(Data for the task begins)
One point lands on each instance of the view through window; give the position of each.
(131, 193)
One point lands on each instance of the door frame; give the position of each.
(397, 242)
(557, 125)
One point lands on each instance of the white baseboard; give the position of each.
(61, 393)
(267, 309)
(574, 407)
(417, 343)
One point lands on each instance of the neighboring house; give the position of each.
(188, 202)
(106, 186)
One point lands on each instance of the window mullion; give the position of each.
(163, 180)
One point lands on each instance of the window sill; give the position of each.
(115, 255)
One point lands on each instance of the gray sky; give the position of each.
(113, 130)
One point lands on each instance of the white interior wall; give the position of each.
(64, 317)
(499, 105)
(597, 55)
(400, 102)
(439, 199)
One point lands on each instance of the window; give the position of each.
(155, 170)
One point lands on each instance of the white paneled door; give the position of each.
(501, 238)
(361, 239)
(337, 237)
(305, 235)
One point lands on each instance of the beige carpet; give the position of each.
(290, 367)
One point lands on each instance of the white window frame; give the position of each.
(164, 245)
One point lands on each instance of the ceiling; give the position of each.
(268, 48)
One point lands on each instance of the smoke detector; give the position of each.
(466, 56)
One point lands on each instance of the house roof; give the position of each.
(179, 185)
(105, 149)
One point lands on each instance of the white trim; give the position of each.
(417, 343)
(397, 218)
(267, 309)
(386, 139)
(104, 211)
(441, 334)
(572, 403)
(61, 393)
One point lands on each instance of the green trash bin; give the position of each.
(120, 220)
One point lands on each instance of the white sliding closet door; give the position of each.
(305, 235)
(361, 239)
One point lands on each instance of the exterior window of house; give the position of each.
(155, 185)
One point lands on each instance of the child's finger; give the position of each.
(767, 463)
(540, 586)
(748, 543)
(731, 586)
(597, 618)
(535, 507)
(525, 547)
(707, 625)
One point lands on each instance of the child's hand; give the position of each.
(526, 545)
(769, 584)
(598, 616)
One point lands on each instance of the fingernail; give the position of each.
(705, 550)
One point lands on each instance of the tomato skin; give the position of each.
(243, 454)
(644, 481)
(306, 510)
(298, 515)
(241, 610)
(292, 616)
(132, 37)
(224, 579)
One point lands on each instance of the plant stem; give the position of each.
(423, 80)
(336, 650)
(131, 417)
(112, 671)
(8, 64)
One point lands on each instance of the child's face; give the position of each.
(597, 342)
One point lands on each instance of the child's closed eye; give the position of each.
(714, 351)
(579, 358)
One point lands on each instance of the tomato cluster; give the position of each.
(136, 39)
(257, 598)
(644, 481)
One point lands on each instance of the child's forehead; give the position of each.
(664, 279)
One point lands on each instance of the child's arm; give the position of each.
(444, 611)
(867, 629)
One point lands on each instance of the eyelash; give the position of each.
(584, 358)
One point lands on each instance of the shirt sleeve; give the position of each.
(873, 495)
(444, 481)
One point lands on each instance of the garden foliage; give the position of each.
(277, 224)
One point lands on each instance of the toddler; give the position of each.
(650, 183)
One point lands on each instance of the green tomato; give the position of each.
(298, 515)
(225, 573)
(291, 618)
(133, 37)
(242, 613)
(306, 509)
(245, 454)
(Data for the task ends)
Restate every line of the data word for word.

#### The answer
One point lands on each instance of the view through window; give the position of each.
(131, 193)
One point lands on each instance of the door frame; give the position of each.
(397, 242)
(557, 125)
One point lands on each instance of the white baseboard; give the position of each.
(61, 393)
(267, 309)
(574, 407)
(417, 343)
One point lands on each instance of the neighboring house; give the position of each.
(188, 202)
(106, 186)
One point lands on each instance of the window mullion; give the position of each.
(163, 180)
One point lands on each instance of the window sill; give the position of each.
(115, 255)
One point lands on each instance of the gray sky; give the position of each.
(113, 130)
One point lands on each instance of the white interior wall; give the position of each.
(64, 317)
(499, 105)
(597, 55)
(400, 102)
(439, 199)
One point lands on each instance of the window; give the position of each.
(155, 170)
One point lands on each instance of the white paneled door; give the position of each.
(501, 238)
(361, 239)
(337, 237)
(305, 235)
One point lands on each instance of the beige carpet; give the position of each.
(290, 367)
One point lands on each instance of the white window frame; give the position of each.
(164, 245)
One point lands on each instance of the ceiling; give the position of each.
(268, 48)
One point lands on each instance of the smoke detector; give the position of each.
(466, 56)
One point lands on each instance of the house roof; give the position of each.
(179, 185)
(105, 149)
One point lands on each instance of the white trim; give the position of each.
(417, 343)
(397, 218)
(267, 309)
(386, 139)
(104, 211)
(441, 334)
(572, 403)
(61, 393)
One point lands on each instance of the green trash bin; give the position of each.
(120, 220)
One point lands on each instance of the white sliding closet door; give the position of each.
(305, 235)
(361, 239)
One point lands on each instance of the exterior window of house; give the position of each.
(155, 185)
One point lands on each instance of the child's finger; give the position of each.
(767, 463)
(540, 586)
(748, 543)
(731, 586)
(597, 618)
(535, 507)
(525, 547)
(707, 625)
One point lands on each instance of the child's hand; give the position of each.
(526, 545)
(769, 584)
(598, 616)
One point lands on each instance of the fingernail; give the position of each.
(705, 550)
One point lands on each instance of the tomato skin; give the position of each.
(243, 454)
(644, 481)
(306, 510)
(298, 515)
(241, 610)
(292, 616)
(132, 37)
(224, 579)
One point lands on each instance of the plant stem; give the position of each.
(423, 80)
(336, 650)
(131, 417)
(112, 671)
(8, 64)
One point lands on each instance of the child's face; give the position of each.
(597, 342)
One point lands on each instance of the child's closed eye; give the position of each.
(714, 351)
(579, 358)
One point lands on each instance of the tomato cluster; give the position of each.
(136, 39)
(257, 598)
(644, 481)
One point lands on each instance of the child's forehead; give the position of each.
(664, 279)
One point lands on each instance of the child's arm; give the position of each.
(444, 611)
(867, 629)
One point lands on each instance of the eyelash; give the position of each.
(584, 358)
One point lands on each instance of the shirt sleeve; give the position of each.
(873, 495)
(444, 481)
One point lands on each instance of the garden foliage; give the position of each.
(277, 224)
One point lands on each instance of the toddler; give the position of each.
(650, 183)
One point lands on each instance of the green tomato; give the position of each.
(298, 515)
(225, 573)
(291, 618)
(133, 37)
(242, 613)
(306, 509)
(245, 454)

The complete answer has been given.